Exercise materials -
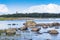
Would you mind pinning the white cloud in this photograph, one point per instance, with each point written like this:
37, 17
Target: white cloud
50, 8
3, 8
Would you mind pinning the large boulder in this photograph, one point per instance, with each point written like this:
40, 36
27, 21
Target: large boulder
10, 31
53, 31
30, 24
35, 29
23, 28
56, 24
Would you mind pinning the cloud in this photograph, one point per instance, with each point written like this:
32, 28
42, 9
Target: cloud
3, 8
49, 8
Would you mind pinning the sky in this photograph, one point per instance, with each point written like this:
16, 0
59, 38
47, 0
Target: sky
29, 6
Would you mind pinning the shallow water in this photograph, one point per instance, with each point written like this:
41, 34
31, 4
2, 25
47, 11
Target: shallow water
28, 34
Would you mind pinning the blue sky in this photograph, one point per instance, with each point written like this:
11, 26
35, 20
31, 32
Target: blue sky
17, 5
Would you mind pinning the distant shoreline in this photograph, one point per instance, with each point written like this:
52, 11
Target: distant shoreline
23, 18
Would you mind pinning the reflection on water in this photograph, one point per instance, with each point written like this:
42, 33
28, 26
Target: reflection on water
28, 35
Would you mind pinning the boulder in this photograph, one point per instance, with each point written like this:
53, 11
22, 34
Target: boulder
35, 29
30, 24
23, 28
10, 31
53, 31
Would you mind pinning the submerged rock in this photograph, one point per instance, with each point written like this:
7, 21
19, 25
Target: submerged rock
35, 29
30, 24
53, 31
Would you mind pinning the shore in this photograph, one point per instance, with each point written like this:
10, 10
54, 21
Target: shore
24, 18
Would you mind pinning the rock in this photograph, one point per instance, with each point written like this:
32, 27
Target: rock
2, 31
56, 24
35, 29
23, 28
53, 31
10, 31
47, 39
30, 24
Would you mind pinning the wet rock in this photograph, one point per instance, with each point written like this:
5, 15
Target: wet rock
10, 31
56, 24
13, 24
30, 24
23, 28
35, 29
47, 39
2, 31
53, 31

Exercise objective - Exact repetition of all the records is required, with the pictures excluded.

Reply to the exercise -
Would you mind pinning the white cloud in this photograph, one point per instance, with each point written like this:
37, 17
Target: white cloud
50, 8
3, 8
Would you mind pinning the large boulder in this photograph, one point per instance, with each point written like this:
40, 36
27, 21
Target: large boulder
10, 31
53, 31
30, 24
35, 29
23, 28
56, 24
Would you mind pinning the cloud in this photograph, one point per instance, with each point written like this:
32, 28
42, 9
Target: cloud
3, 8
49, 8
Would you mind pinning the sky in this photograph, one point per instance, with each point written like this:
16, 0
59, 38
47, 0
Target: sky
29, 6
Would you mind pinning the shallow water in this photograph, one point per instance, with each point written like this:
41, 34
31, 4
2, 25
47, 11
Target: shallow water
28, 34
Would you mind pinning the blue sky in this photograph, one point per instance, with each point written like this:
11, 26
35, 20
31, 32
Target: blue sky
17, 5
Would you mind pinning the distant shoreline in this photograph, one point per instance, with each point written like this:
52, 11
Target: distant shoreline
23, 18
Would you mind pinning the reflection on water in this photograph, one point per instance, with each point written like this:
42, 33
28, 26
Target: reflection on water
28, 35
Would you mind pinning the boulder in this photograph, one point per instance, with each point written like this:
53, 11
22, 34
Target: boulder
35, 29
30, 24
23, 28
10, 31
53, 31
Would you mind pinning the submerged rock in this photograph, one point per instance, with each point written like this:
7, 21
19, 25
Target: submerged rock
35, 29
30, 24
53, 31
Would you mind pinning the shore in this photograph, one point per instance, with each point written like this:
10, 10
54, 21
Target: shore
24, 18
Would you mind pinning the rock in this photograph, one point per instance, with each point written like this:
32, 27
Target: rock
2, 31
56, 24
35, 29
23, 28
53, 31
10, 31
47, 39
30, 24
Would you mind pinning the wet rock in this photograph, one point per instance, with each point written like this:
5, 15
Target: wet rock
10, 31
56, 24
13, 24
30, 24
23, 28
35, 29
47, 39
2, 31
53, 31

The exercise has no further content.